──────── Dataset rows ────────

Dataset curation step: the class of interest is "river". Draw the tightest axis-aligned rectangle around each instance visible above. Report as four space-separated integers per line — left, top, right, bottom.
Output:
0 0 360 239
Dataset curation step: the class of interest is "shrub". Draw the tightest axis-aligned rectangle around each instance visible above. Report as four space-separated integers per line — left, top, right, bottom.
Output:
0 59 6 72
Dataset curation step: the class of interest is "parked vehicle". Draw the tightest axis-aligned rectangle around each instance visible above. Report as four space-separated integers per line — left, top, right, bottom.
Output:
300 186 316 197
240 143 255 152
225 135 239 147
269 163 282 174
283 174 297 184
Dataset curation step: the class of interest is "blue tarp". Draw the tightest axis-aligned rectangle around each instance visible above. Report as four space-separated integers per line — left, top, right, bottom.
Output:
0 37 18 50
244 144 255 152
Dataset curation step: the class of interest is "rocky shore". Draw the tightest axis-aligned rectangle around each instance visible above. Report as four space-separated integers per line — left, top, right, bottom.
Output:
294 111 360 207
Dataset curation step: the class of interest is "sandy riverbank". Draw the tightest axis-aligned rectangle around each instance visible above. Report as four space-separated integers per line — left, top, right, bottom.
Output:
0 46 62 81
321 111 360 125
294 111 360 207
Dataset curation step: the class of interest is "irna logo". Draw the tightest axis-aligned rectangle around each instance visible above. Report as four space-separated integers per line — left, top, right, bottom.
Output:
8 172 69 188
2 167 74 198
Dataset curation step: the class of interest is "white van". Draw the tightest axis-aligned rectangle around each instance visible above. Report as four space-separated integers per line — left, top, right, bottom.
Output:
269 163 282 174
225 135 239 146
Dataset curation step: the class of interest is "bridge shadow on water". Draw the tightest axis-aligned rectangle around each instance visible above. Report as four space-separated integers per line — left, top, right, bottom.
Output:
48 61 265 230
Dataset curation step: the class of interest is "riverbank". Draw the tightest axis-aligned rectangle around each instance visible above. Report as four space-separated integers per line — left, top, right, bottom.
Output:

────────

Pick out each line of the records above that contains the word "riverbank", and copy those lines without changes.

=== Correct answer ===
Dataset curation step: the class of interest is "sandy riverbank". Draw the tightest axis-aligned rectangle around each instance visible above. Report as four space-separated integers per line — left, top, right, bottom.
Dataset curation step: the class of interest is "riverbank". Draw the tightest axis-aligned rectangle around each instance visible above. Report as four space-separated integers per line — left, top, right, bottom.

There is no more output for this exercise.